Extract START

I’m so grateful for my ability to effortlessly share my opinions without prosecution. During my college interviews this week, I have been able to be honest about my mental health and my disability, because I know it does not serve me to bottle it up. By speaking up people know how to help me can receive help me. A few years of go I would’ve stubbornly sugar coated my life to look and feel more capable and ended up crashing. I don’t like to ask for help but I want and deserve a good life full of opportunities. I don’t know where I’ll end up but I hope it’s helping others and continuing to be creative. Creativity is magic. I love how wide my brain expands when I begin to think about what’s inside of me. I am filled with so much darkness and light at once. It can be conflicting sometimes but it’s a common human state. The only difference is, I speak about it. Sometimes I’m not ready to talk, or I can’t find the words like my eating disorder but there is no rush. I want to express myself in an all encompassing way, scary parts and all. I don’t do it because I want sympathy but because I want unity. There have been so many times I’ve brought up mental health to a seemingly average person, who will then share their story with me. We can learn so much from the stories of others. It’s the reason I love podcasts so much. It’s a lolatform of stories, fictional and non fictional. Even the news is stories. Storytelling has been around forever. Hieroglyphs are evidence of this.
The thing I am most grateful for although it can get me in trouble sometimes is my voice. Not just verbally, but I’m able to share my ideas through the ways I am able to communicate.

Extract END
Record set START

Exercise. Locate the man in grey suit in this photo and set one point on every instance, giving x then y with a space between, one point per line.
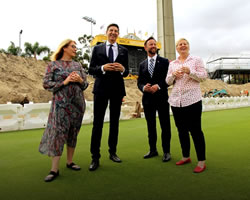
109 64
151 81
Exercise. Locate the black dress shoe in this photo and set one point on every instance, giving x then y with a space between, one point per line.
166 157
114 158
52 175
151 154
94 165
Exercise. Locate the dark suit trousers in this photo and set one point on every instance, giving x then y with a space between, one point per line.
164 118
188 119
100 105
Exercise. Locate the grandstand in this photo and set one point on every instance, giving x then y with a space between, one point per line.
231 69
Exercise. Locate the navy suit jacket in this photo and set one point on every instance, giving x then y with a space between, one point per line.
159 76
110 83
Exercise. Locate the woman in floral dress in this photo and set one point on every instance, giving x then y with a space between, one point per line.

Record set END
Record set START

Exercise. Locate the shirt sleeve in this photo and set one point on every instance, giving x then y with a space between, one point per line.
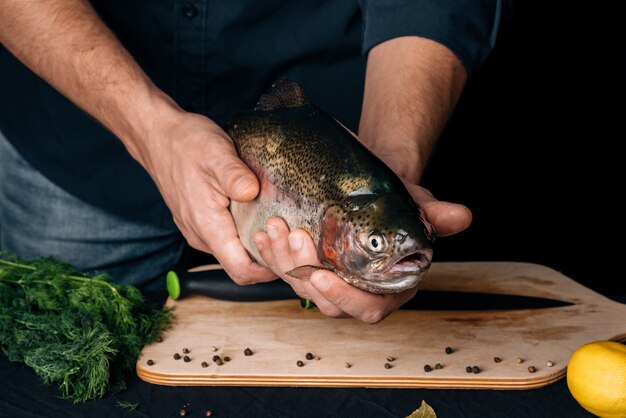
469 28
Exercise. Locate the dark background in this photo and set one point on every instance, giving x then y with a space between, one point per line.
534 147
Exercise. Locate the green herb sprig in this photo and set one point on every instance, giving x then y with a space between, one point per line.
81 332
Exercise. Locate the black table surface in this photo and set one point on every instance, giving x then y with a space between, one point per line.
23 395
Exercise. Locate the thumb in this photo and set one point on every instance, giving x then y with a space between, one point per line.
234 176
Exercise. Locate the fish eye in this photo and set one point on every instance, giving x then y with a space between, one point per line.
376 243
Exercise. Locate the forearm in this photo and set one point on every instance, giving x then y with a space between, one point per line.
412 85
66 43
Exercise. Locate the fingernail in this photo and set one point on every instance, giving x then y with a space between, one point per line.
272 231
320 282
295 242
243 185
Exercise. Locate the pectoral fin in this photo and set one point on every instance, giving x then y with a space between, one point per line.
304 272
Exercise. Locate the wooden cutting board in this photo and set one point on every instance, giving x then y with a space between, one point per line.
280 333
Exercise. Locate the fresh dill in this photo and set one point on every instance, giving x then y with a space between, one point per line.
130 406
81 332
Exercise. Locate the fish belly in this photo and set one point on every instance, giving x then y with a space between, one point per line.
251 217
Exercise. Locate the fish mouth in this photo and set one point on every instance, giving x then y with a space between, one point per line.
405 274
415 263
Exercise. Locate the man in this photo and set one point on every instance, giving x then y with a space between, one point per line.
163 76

Record set END

Set of tasks:
a: Reproduce part of the gratitude passage verbatim. Begin at the words "The thing I" and stop after the words "able to communicate.".
b: In the gratitude passage, what does the writer say they are most grateful for?
c: Write what comes next in the gratitude passage, starting after its final sentence.

Exercise results:
a:
The thing I am most grateful for although it can get me in trouble sometimes is my voice. Not just verbally, but I’m able to share my ideas through the ways I am able to communicate.

b: Their voice.

c:
I’ve always been the type of person who over shares. I was always talking during class and basically whenever I was awake. One of the worst parts of being bedbound was how exhausted talking would make because I lovvvvve talking. It’s a struggle sometimes because I don’t think before I speak and it’s gotten me into trouble on occasion. I don’t mean to hurt anyone I’m just pretty bad at talking and thinking at once. I’ve been trying to learn to listen more because if I’m so interested in stories I should listen, and then tell my own. I have a habit of offering advice when someone’s just trying to vent, and I’ve come to realise it can take that journey of self awareness, emotional intelligence and acceptance away from them. I don’t want to do that because advice is great, but those are the steps that matter for you to put that into action.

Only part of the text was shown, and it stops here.